● **Source excerpt**
▼▼▼

Champagne

Champagne is a wine region located in northern France. The region falls under only one AOC – Appellation d’Origine Contrôlée – making it the most well-known in the world, despite its relatively small size.

Named after the region it is found in, the rules and regulations around viticulture and winemaking have preserved the identity of Champagne, helping it strengthen a brand that is synonymous with quality and excellence.

The Romans first planted vines in the area around the 5th century AD, naming it Champagne after the Italian the Italian region south of Rome called Campania, which resembled Champagne with similarly hilly territory. In 987, Hugh Capet tied Champagne’s relationship with the royal family, being crowned King of France in Reims cathedral and celebrating the event with local wines. This tradition was continued for all subsequent crownings for the following eight centuries.

The first significant milestone in Champagne’s history came in the 17th century. Before then, Champagne was a very different product compared to the product we drink today, competing against Burgundy but never quite matching the region’s quality.

It was then a monk based in Benedictine Abbey at Hautvillers, Dom Pérignon, introduced several viticulture and winemaking techniques, including, but not limited to, limitations of the vine’s height, improvements of picking techniques to preserve the soil and press quality to increase efficiency, avoiding skin contact to achieve the whiter hue that we know today.

Champagne’s popularity soon grew in London society. At this point in Champagne’s history, the wine was transported in barrels and bottled locally. It was the English who added Champagne’s sparkle, the result of a second fermentation process inside the bottle.

In the 18th century, Champagne makers from single estate growers and monasteries were joined by private houses and merchants as producers, who simply bought the grapes instead of growing them. Important houses, such as Moët & Chandon, Louis Roederer, Piper-Heidseck and Taittinger were founded during this era.

The French Revolution and Napoleonic wars posed a threat to the Champagne trade and in turn, raised their popularity, with producers designing creative schemes to to reach the noble clients that fled the guillotine, circumnavigating the port blockades across Europe.

Finally, Champagne itself was occupied by the Russian army after Napoleon’s defeat, which turned out to be a lucrative business opportunity, with Champagne being used as requisition and tribute and ultimately becoming a favourite of Russian Empire. This eventually led to Russia becoming second largest consumer in the world up until the October Revolution in 1917.

▲▲▲

Some items
▼▼▼

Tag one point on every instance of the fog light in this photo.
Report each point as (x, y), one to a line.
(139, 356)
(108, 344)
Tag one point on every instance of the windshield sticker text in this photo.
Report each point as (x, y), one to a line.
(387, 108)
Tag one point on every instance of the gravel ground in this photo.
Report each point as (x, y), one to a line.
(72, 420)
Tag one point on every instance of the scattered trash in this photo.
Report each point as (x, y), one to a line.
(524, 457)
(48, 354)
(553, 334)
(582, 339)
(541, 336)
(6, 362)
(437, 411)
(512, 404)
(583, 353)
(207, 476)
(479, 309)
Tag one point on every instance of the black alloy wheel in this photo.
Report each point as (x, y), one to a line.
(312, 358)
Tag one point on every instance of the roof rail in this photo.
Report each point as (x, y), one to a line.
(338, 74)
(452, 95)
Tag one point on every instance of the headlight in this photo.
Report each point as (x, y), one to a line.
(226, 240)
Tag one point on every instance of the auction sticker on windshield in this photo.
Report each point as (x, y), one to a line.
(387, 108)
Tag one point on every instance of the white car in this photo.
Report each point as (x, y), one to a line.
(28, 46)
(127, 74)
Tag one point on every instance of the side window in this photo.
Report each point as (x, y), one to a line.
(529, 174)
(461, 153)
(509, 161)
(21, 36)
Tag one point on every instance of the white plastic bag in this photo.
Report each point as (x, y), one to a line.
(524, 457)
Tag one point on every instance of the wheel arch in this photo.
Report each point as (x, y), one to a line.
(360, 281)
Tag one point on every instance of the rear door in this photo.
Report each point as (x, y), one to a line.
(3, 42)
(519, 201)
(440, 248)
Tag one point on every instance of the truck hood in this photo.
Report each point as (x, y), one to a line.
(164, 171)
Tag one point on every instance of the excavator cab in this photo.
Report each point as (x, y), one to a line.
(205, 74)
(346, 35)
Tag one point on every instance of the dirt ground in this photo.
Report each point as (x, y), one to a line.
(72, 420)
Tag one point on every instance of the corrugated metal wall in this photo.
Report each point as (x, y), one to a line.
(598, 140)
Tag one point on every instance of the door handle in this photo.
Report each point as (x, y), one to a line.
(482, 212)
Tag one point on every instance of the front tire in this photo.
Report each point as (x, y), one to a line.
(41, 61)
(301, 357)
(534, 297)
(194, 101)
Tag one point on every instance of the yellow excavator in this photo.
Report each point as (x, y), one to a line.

▲▲▲

● **Task goal**
Carry on the history of Champagne above, starting right after its last sentence.

● **Task response**
The 19th century saw the foundation of the modern Champagne industry, one which we might recognise today. Winemaking and viticulture has benefitted from technology and innovation brought by the Industrial Revolution, while science helped carry out deeper research on how to sparkle the wine, not to mention the effects of sugar in the second fermentation, which were outlined precisely for the first time. Improvement of rail infrastructure, which connected Champagne with the rest of France, including costal ports in the 1850s, meant production reached 20m bottles a year.

The public’s palate’s started shifting to dryer notes, appreciating a higher overall quality instead of sweet wine. The first attempt of a Champagne with no added sugar was initially received coldly: but “brut”, called after its severe taste, is the modern style of the vast majority of Champagne produced today.

The early 20th century was a time of challenges. The Phylloxera epidemic, Russian and American prohibition and cheap grapes easily available via railway were all factors that hit the industry severely. To invert a dangerous trend, in 1911 measures were taken to promote a series of rules to protect the origin of grapes, beginning a process of wider regulation that contributed to strengthening Champagne as a brand, protecting its quality and denomination.

These changes were first introduced at the beginning of the century, but had to be halted due to the outbreak of the First World War. Land in the region soon became devastated, not to mention the population halved.

The Second World War also had a major effect on the Champagne, but not quite as profound as those that were felt during the first global conflict. Reims, the capital of the region, is where actually Germany surrendered in 1947. As the signing was celebrated with 6 cases of 1934 Pommery, a famous quote of unknown origin stated “The last explosions of the war were the popping of Champagne corks”.

Champagne is situated at the northernmost limit of wine cultivation. The consequence of this location is that temperatures tend to be cold, with exposure to frost hazard. Furthermore, the region has a dual climate, with features of both oceanic and continental influences.

The oceanic influence brings steady rainfall and keeps temperatures low, while continental features bring better levels of sunlight in summer and increased the risk of frost in both winter and summer.

The increase of temperatures in the last years has been a major concern as it’s proving more difficult to keep the grapes cool enough for pressing.

Vines are planted over a surface of 34,000 hectares.

Worldwide production of Champagne is well above 300 million bottles per year, with a record of 339 million occurring in 2007. The split between domestic market and exports is about equal, with 2015 marking the first year exporting outstripped domestic use.

The best year ever in terms of export turnover was recorded in 2015, when it reached over 4.7 billion Euros, with 2016 following very closely behind.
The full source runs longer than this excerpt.